== DATASET RECORDS ==
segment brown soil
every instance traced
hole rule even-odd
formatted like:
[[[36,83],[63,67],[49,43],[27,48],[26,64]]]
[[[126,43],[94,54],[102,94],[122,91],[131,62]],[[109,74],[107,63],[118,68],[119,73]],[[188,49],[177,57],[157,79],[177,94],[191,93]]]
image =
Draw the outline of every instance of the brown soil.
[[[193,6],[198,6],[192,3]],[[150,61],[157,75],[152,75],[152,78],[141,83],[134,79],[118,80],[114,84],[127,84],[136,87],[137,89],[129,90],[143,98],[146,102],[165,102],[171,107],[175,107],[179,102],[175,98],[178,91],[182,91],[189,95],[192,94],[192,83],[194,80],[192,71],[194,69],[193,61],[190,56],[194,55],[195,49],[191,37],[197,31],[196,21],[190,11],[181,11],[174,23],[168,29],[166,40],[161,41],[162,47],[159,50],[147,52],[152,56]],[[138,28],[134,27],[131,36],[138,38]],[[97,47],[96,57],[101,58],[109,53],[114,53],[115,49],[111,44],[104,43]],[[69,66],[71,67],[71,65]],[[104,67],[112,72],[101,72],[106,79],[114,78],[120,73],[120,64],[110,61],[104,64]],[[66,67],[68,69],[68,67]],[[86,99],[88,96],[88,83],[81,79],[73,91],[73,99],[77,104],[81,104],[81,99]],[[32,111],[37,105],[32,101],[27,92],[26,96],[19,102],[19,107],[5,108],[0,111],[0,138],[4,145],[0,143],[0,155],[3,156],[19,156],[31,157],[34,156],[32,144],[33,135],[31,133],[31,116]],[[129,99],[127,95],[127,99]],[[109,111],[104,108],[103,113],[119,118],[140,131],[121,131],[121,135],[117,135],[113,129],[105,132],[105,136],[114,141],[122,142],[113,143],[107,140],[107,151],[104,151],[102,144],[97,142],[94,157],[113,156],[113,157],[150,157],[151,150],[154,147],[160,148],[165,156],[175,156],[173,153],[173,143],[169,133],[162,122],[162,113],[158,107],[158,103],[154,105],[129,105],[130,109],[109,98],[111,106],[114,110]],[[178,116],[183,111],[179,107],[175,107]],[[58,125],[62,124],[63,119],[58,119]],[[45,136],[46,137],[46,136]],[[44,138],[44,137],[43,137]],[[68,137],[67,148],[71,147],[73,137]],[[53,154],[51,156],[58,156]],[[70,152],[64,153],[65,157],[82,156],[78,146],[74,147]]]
===
▸ **DESCRIPTION OF THE TASK**
Rename "brown soil" to "dark soil" throughout the items above, leaving every other part of them unchanged.

▸ **RESULT BELOW**
segment dark soil
every instance traced
hole rule even-odd
formatted like:
[[[36,83],[63,67],[49,43],[27,48],[26,64]]]
[[[126,43],[94,54],[102,94],[122,91],[131,62]],[[109,74],[107,63],[118,68],[119,73]],[[188,49],[177,57],[157,79],[177,94],[191,93]]]
image =
Draw the outline of every instance of the dark soil.
[[[193,6],[198,6],[192,3]],[[150,61],[157,75],[152,75],[152,78],[141,83],[134,79],[118,80],[114,84],[127,84],[136,87],[137,89],[129,90],[143,98],[146,102],[165,102],[171,107],[175,107],[179,102],[175,98],[178,91],[182,91],[189,95],[192,94],[192,83],[194,80],[192,71],[194,69],[193,61],[190,56],[194,55],[195,49],[191,37],[197,31],[196,21],[190,11],[181,11],[174,23],[168,29],[166,40],[161,41],[162,47],[159,50],[147,52],[152,56]],[[138,28],[134,27],[131,36],[138,38]],[[97,47],[96,57],[101,58],[109,53],[114,53],[115,49],[111,44],[104,43]],[[69,66],[71,67],[71,65]],[[104,67],[112,72],[101,72],[106,79],[114,78],[120,73],[120,64],[110,61],[104,64]],[[66,67],[68,69],[68,67]],[[86,99],[88,96],[88,83],[81,79],[73,91],[73,99],[77,104],[81,104],[81,99]],[[32,111],[37,105],[32,101],[27,92],[26,96],[19,102],[19,107],[5,108],[0,111],[0,138],[4,145],[0,143],[0,155],[3,156],[19,156],[31,157],[34,156],[32,144],[33,135],[31,133],[31,116]],[[129,99],[127,95],[127,99]],[[109,111],[104,108],[103,113],[119,118],[140,131],[121,131],[121,135],[117,135],[113,129],[105,132],[105,136],[114,141],[122,142],[113,143],[107,140],[107,151],[104,151],[102,144],[97,142],[94,157],[113,156],[113,157],[150,157],[151,150],[154,147],[160,148],[165,156],[175,156],[173,153],[173,143],[169,133],[162,122],[162,113],[158,107],[158,103],[154,105],[129,105],[130,109],[109,98],[111,106],[114,110]],[[178,116],[183,111],[179,107],[175,107]],[[58,125],[62,124],[63,119],[58,119]],[[45,136],[46,137],[46,136]],[[44,138],[44,137],[43,137]],[[68,137],[67,148],[71,147],[73,137]],[[53,154],[51,156],[58,156]],[[70,152],[64,153],[65,157],[82,156],[78,146],[74,147]]]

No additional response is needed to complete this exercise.